§ **Text excerpt**
....
Git: how my life has improved since last month when I used SVN

9 minute read

I've switched from SVN to Git (more git-svn actually) close to a month ago and that had to be a leap of faith. Rationally convincing someone that a DVCS is better is pretty hard because overall the life in SVN land is not that bad or does not appear to be. Note that I am using git-svn so I don't benefit from all the power of DVCSes. While nothing replace actually trying it, I thought it was worth the time to explain what I like about this new tool to help people jump too.

This is not a post on why merging is superior in Git compared to SVN (this is something you need to experience), it's a post on how Git is making my life easier.

This post is split is a few sections:

  • some intro
  • how to import a SVN repo into Git (feel free to skip this tutorial of you are interested in what I liked in Git compared to SVN)
  • use case: multitasking in isolation
  • use case: backporting bug fixes
  • use case: writing better commits and commit histories
  • resources
General

If I had to summarize, Git gives me more freedom than SVN. I am not constrained by the tool in any way:

  • it can follow whatever workflow I want
  • it is fast
  • as a net result my commits are clearer

I't hard for me to say that but since the move I do enjoy committing stuffs (I know, that's pretty scary).
....
§ **Dataset entries**
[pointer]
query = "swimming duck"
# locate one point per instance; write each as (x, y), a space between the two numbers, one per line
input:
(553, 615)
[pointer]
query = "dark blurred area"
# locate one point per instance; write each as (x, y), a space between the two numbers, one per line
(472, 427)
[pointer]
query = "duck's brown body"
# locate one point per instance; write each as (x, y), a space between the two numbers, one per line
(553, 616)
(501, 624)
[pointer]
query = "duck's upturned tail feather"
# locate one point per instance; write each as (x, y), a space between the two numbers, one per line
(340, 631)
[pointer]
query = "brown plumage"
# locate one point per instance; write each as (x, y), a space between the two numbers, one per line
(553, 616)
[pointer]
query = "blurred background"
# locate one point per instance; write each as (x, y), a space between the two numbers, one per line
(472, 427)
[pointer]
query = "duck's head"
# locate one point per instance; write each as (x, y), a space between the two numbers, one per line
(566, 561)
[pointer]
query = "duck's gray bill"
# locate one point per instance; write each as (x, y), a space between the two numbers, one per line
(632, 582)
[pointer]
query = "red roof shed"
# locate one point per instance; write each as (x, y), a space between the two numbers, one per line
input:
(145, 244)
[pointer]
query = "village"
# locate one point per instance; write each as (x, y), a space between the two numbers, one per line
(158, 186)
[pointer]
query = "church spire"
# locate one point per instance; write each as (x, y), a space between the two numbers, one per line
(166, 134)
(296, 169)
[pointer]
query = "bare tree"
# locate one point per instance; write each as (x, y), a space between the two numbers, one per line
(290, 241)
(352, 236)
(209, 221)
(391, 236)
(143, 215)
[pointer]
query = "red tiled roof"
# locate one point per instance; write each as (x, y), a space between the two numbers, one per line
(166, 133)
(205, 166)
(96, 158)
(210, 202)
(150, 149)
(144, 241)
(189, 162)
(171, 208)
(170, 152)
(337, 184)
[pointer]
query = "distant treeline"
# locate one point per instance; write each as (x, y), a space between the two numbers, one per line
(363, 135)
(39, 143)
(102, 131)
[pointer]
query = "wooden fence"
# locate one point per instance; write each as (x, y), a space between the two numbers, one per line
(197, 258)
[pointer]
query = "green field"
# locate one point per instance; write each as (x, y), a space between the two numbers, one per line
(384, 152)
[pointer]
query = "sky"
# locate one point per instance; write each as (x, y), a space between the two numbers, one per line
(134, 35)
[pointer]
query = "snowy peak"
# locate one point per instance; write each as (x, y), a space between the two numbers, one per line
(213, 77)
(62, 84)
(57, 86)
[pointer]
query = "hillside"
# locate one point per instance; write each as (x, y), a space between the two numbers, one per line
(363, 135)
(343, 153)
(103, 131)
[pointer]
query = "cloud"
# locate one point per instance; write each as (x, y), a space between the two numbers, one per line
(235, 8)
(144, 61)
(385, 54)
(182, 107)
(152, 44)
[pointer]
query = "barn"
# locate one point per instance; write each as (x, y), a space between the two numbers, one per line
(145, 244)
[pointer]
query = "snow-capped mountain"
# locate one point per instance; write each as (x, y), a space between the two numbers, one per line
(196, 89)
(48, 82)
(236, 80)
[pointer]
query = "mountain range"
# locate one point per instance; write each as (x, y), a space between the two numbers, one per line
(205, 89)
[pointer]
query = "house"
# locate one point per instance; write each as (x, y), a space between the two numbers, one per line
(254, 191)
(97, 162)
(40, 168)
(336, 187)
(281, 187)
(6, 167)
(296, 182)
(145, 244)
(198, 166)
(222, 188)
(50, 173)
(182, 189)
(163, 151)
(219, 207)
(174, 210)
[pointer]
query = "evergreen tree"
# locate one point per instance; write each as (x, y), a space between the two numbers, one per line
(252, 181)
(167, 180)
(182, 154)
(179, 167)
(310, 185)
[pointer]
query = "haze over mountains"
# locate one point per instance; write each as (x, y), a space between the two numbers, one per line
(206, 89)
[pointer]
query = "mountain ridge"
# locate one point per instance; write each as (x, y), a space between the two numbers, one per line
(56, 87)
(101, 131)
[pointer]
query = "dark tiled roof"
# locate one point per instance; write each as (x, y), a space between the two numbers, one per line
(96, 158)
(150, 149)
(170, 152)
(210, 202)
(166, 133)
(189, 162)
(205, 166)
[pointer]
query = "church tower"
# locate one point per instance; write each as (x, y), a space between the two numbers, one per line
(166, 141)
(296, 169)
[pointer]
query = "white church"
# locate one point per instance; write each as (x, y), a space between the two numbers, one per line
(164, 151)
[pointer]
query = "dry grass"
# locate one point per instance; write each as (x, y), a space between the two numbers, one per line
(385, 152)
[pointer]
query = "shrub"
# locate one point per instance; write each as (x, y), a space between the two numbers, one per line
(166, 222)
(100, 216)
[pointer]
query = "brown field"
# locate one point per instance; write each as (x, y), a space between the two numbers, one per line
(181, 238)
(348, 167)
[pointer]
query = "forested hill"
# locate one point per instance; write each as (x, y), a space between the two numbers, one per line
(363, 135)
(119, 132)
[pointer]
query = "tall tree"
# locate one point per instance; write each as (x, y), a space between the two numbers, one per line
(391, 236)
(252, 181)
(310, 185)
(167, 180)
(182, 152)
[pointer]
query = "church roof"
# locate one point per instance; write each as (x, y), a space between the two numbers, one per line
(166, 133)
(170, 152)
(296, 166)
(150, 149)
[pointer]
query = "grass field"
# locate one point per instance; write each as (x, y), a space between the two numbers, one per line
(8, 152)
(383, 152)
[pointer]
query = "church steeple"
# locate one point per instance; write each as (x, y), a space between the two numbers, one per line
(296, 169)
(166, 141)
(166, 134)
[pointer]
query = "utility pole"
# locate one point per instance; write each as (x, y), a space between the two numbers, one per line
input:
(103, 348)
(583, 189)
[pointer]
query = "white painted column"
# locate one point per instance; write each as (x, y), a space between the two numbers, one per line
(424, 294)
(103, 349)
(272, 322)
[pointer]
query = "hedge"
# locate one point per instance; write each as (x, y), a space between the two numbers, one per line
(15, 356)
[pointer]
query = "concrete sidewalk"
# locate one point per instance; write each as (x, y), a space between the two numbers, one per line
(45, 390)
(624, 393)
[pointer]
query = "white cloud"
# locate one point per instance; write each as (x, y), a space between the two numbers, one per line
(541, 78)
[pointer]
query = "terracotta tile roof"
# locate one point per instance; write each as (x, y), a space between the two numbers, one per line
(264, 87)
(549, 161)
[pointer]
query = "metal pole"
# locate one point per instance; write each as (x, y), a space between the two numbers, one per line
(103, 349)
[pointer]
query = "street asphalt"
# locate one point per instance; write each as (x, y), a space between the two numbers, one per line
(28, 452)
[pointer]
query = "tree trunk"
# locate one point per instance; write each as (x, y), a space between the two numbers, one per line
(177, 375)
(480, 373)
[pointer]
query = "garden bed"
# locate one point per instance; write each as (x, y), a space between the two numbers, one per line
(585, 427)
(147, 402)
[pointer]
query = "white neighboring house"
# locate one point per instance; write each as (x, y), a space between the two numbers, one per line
....
§ **Tasks to complete**
(1) List the use cases that the Git post names among its sections.
(2) Retype the part of the Git post starting at "Git: how my" and ending at "my life easier.".
(3) According to the Git post, how long ago did the writer switch from SVN to Git?
The listing is separate material and has nothing to do with the Git post.

§ **Answers by item**
(1)
multitasking in isolation
backporting bug fixes
writing better commits and commit histories

(2)
Git: how my life has improved since last month when I used SVN

9 minute read

I've switched from SVN to Git (more git-svn actually) close to a month ago and that had to be a leap of faith. Rationally convincing someone that a DVCS is better is pretty hard because overall the life in SVN land is not that bad or does not appear to be. Note that I am using git-svn so I don't benefit from all the power of DVCSes. While nothing replace actually trying it, I thought it was worth the time to explain what I like about this new tool to help people jump too.

This is not a post on why merging is superior in Git compared to SVN (this is something you need to experience), it's a post on how Git is making my life easier.

(3) Close to a month ago.